# How does the back gear on a mill work?



## Susquatch (Aug 29, 2021)

I've been noodling this for a while now. I figure it's time to swallow my pride and just ask the members.

Both my mills have a high and low speed range that is accomplished through a back gear. It is easy to see how the back gear is engaged through a fork on the small gear that connects the back gear belt pulley to the bull gear assembly.

But what disconnects/connects the other half of the system? Is there an over-running clutch of some kind between the top and bottom half of the spindle. All I see is a set of teeth between the top and bottom, but no way to connect or disconnect the teeth. Does turning the top of the spindle in reverse disconnect the top and bottom somehow?


----------



## Brent H (Aug 29, 2021)

When you move the speed change lever from high to low, instead of driving direct from the belt, you lower a large drive gear to mesh with a smaller “back gear” and your mill will drive in reverse unless you change the direction of the motor, hence the motor switch says  “High and Low” instead of forward and reverse.  

The lever stop you fixed raises and lowers the large drive gear to mesh with the back gear.


----------



## RobinHood (Aug 29, 2021)

Here is a page from  the Bridgeport manual from MIT. It kind of relates to your question.






And here is the link to the full manual.

https://fab.cba.mit.edu/content/tools/bridgeport_mill/Bridgeport.pdf


----------



## Susquatch (Aug 30, 2021)

Thanks for trying to help @RobinHood & @Brent H. Both of these answers relate to my question but don't address the core issue that I am having. I do understand how the back gear itself works and how it is engaged or disengaged.

What I am having difficulty with is how the top and bottom of the spindle disconnect in concert with the back gear. In my mind, you can not have two parallel power paths engaged at the same time. They can turn at the same time, but they cannot be connected at the same time. Otherwise, something will break.

My guts tell me that this disconnect happens at the horizontal set of teeth between top and bottom halves of the spindle. But there are no levers that act on that section of the power path. I have not disassembled that part of the mill and I have no experience to teach me. So I can't figure out how it works.

I suspect that there has to be an over running clutch or something similar in there. Since the motor and the top of the spindle are rotating in reverse and the bull gear is driving the bottom of the spindle in the forward direction at some lower speed, it ought to be easy to do. But when I look at the parts breakdown, I don't see it. Again, something in there probably lifts the top section teeth away from the bottom section. But how?


----------



## John Conroy (Aug 30, 2021)

I think this picture from Precision Matthews does a good job of showing the difference in the path of power from the motor to the spindle between high and low range on a Bridgeport variable speed type head. There is also a neutral position possible when the dog teeth of #37 and 39 are not engaged with each other and also gears #83 and 40 are not in mesh.


----------



## John Conroy (Aug 30, 2021)

The arrangement is very similar on step pulley heads but there are some notable differences.


----------



## Susquatch (Aug 30, 2021)

§ Listing
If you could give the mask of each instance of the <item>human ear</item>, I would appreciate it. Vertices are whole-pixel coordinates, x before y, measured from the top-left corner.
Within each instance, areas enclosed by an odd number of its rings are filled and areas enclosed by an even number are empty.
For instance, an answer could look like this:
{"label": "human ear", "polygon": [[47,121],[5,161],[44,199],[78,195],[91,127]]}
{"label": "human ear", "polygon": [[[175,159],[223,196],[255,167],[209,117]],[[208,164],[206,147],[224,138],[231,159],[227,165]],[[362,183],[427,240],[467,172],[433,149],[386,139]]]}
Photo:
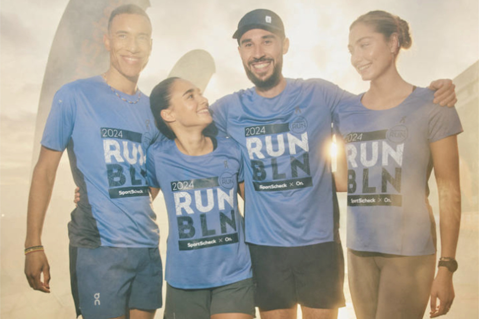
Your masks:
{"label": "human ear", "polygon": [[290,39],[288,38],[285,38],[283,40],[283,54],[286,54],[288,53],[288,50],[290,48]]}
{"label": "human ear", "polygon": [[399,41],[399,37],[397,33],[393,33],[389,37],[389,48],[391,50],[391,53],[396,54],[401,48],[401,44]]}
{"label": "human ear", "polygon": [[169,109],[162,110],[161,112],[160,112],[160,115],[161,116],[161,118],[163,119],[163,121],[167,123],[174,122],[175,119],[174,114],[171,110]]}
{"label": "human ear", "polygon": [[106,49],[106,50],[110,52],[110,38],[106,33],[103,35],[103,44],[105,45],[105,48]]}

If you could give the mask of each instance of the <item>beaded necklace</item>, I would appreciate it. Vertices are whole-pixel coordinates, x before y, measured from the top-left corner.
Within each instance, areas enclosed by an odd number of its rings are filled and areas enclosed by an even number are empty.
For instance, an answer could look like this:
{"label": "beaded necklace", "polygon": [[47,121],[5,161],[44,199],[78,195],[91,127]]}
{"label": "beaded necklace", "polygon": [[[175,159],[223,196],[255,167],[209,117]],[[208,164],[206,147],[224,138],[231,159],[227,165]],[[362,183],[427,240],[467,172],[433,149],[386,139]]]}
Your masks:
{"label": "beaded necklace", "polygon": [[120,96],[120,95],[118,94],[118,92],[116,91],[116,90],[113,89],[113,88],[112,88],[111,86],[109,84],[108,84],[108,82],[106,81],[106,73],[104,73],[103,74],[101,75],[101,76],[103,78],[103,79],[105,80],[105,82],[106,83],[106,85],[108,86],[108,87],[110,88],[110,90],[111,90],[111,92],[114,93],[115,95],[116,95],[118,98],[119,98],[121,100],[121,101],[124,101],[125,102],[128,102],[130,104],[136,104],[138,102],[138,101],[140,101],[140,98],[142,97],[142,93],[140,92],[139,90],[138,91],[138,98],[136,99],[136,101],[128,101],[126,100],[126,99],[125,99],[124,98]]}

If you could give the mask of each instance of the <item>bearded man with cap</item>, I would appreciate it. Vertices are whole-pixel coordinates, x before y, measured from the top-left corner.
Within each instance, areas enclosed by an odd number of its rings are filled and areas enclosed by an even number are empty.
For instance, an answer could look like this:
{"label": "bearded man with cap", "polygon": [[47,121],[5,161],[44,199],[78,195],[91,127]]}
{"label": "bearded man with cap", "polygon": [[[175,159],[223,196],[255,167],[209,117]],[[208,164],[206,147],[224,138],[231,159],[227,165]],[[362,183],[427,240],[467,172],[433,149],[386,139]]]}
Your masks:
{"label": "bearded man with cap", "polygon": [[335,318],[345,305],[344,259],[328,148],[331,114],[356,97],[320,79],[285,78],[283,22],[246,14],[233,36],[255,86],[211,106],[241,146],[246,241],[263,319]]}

--

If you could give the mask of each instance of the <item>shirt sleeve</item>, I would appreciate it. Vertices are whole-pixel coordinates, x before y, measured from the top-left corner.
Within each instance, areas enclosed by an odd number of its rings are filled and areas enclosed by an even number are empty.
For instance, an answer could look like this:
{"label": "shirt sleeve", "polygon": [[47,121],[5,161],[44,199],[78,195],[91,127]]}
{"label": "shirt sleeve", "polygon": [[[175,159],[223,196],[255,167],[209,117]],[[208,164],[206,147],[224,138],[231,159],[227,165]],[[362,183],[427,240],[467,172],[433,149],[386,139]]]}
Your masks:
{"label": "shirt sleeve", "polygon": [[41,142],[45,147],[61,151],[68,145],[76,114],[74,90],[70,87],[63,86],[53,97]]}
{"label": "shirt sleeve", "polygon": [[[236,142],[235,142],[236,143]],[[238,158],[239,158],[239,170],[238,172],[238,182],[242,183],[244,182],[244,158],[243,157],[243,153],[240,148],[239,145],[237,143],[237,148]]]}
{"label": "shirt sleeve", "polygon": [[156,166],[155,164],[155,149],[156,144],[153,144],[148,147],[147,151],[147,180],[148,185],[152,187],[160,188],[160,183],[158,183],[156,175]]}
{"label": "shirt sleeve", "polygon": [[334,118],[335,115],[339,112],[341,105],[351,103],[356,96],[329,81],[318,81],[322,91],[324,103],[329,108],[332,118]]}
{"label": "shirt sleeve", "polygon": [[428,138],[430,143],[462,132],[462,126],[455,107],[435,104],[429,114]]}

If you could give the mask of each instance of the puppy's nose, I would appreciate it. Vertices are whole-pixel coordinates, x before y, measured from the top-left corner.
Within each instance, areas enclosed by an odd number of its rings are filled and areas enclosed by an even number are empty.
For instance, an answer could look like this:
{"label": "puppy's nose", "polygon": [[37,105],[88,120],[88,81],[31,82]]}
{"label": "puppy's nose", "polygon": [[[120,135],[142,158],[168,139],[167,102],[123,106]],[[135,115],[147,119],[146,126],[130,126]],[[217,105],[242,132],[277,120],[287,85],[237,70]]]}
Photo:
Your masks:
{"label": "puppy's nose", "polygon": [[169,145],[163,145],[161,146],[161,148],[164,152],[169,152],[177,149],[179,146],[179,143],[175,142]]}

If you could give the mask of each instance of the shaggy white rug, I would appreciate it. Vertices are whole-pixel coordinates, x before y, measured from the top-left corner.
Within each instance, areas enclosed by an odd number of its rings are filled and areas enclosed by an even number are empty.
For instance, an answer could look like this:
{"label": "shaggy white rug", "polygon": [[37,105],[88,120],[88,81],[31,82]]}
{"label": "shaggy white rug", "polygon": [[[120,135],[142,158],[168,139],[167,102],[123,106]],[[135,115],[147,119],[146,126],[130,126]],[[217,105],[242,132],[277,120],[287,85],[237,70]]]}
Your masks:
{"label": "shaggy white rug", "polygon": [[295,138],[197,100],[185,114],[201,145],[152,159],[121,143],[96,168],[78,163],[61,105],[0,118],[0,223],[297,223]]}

==

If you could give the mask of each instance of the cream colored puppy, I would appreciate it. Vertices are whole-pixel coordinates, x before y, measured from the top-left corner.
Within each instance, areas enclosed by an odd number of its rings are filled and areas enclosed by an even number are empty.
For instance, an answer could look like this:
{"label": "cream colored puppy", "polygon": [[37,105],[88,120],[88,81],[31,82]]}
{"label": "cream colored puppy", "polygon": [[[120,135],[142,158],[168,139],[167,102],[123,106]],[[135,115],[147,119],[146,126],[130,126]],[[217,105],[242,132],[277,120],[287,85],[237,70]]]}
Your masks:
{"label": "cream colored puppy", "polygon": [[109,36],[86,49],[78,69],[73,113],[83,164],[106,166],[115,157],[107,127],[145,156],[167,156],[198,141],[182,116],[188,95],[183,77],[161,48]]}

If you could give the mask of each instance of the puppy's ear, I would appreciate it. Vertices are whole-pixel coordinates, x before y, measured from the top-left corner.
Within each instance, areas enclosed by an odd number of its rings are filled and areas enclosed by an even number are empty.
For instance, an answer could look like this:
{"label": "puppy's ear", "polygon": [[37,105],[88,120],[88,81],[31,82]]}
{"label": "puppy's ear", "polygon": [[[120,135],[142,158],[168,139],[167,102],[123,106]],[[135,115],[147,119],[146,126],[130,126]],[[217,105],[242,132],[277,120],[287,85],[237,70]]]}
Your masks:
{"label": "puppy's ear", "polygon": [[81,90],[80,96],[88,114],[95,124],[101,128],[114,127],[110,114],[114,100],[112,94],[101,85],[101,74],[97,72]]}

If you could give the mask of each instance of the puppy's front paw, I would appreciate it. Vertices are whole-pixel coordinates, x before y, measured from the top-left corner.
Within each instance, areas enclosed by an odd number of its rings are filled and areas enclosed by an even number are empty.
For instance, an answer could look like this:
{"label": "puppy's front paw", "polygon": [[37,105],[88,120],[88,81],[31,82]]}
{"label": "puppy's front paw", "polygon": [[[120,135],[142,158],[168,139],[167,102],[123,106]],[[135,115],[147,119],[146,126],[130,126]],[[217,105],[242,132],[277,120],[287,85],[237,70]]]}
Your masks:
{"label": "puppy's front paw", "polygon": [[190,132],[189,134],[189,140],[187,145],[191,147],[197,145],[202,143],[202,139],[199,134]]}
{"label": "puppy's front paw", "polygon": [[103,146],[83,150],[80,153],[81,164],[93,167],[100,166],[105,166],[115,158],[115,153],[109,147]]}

§ Challenges
1 - Reproduce the back gear thread between "Thanks for trying" and "something will break.", inclusive.
2 - How would you condense the paragraph in the back gear thread that begins "I suspect that there has to be an over running clutch" while keeping its main facts?

§ Responses per task
1 -
Thanks for trying to help @RobinHood & @Brent H. Both of these answers relate to my question but don't address the core issue that I am having. I do understand how the back gear itself works and how it is engaged or disengaged.

What I am having difficulty with is how the top and bottom of the spindle disconnect in concert with the back gear. In my mind, you can not have two parallel power paths engaged at the same time. They can turn at the same time, but they cannot be connected at the same time. Otherwise, something will break.

2 - I suspect an over-running clutch or something similar. The motor and the top of the spindle turn in reverse while the bull gear drives the bottom of the spindle forward at a lower speed, so it should be easy to do. The parts breakdown doesn't show it, though. Something probably lifts the top section's teeth away from the bottom section, but how?